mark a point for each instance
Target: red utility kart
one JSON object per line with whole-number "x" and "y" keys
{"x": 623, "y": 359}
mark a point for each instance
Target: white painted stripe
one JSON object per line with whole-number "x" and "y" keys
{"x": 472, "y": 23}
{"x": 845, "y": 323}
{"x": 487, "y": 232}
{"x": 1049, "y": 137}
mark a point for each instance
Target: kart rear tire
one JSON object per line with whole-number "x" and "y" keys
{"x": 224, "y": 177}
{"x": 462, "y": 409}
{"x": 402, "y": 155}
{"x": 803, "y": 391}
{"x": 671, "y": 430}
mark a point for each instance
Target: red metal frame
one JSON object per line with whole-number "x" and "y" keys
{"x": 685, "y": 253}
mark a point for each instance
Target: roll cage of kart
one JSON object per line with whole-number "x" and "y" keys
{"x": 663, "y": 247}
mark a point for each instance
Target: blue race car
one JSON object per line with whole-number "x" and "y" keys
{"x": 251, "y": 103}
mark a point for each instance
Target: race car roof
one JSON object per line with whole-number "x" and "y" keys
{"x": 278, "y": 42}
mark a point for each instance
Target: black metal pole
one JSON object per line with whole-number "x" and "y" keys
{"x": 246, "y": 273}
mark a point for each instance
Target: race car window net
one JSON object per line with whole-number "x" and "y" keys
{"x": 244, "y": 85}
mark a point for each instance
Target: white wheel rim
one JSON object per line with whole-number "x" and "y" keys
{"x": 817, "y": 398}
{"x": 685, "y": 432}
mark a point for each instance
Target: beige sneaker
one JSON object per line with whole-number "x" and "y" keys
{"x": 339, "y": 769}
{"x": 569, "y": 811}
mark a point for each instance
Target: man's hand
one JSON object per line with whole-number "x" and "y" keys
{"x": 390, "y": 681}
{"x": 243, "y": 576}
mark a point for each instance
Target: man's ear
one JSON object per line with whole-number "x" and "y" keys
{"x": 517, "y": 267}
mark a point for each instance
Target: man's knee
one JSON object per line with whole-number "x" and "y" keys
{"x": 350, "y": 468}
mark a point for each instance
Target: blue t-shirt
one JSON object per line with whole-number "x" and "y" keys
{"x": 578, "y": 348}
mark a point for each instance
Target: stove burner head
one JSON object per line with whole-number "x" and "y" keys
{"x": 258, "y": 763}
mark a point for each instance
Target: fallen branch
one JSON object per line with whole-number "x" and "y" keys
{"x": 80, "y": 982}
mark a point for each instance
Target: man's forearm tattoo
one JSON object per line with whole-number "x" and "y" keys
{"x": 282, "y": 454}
* * * *
→ What is required
Give back the whole listing, word for word.

→ Reply to the task
mark a point for each instance
Target: red utility kart
one JSON object per line with whole-number "x" and "y" keys
{"x": 623, "y": 359}
mark a point for each instance
Target: white painted stripe
one JSON object per line with whole-number "x" and "y" keys
{"x": 472, "y": 23}
{"x": 845, "y": 323}
{"x": 487, "y": 232}
{"x": 1049, "y": 137}
mark a point for each instance
Target: kart rear tire
one JSON object per line with whole-number "x" and "y" keys
{"x": 224, "y": 177}
{"x": 462, "y": 409}
{"x": 402, "y": 155}
{"x": 803, "y": 391}
{"x": 671, "y": 430}
mark a point for each instance
Target: red metal frame
one JSON object per line with whole-number "x" and "y" keys
{"x": 685, "y": 253}
mark a point for each instance
Target: roll cage of kart
one JSON object per line with whole-number "x" and "y" keys
{"x": 663, "y": 247}
mark a point for each instance
Target: blue race car
one JSON object per line with whole-number "x" and "y" keys
{"x": 251, "y": 103}
mark a point for each instance
Target: race car roof
one JSON object per line with whole-number "x" and "y" keys
{"x": 278, "y": 42}
mark a point for each instance
Target: black metal pole
one JSON object per line with whole-number "x" and "y" keys
{"x": 246, "y": 273}
mark a point for each instance
Target: race car window net
one JSON object per line with whole-number "x" and "y" keys
{"x": 244, "y": 85}
mark a point for each instance
Target: white wheel rim
one JSON object per line with whole-number "x" and "y" keys
{"x": 817, "y": 398}
{"x": 685, "y": 432}
mark a point for each instance
Target: beige sneaker
one JSON object per line with whole-number "x" and "y" keys
{"x": 339, "y": 769}
{"x": 569, "y": 811}
mark a point for each instance
Target: man's hand
one JSON object per line with whole-number "x" and "y" keys
{"x": 390, "y": 681}
{"x": 243, "y": 576}
mark a point for each instance
Target: man's ear
one JSON object per line with whole-number "x" and "y" keys
{"x": 517, "y": 267}
mark a point for each instance
Target: man's knee
one JSON object per line with whole-number "x" and "y" keys
{"x": 350, "y": 468}
mark a point for each instance
Target: blue t-shirt
one JSON object per line with whole-number "x" and "y" keys
{"x": 578, "y": 348}
mark a point for each instance
Target: stove burner head
one JSON object per line with whole-number "x" and "y" keys
{"x": 258, "y": 763}
mark a point for each instance
Target: fallen branch
one JSON object per line with whole-number "x" and "y" keys
{"x": 80, "y": 982}
mark a point for each instance
Target: man's forearm tattoo
one JSON object per line with whole-number "x" and "y" keys
{"x": 282, "y": 454}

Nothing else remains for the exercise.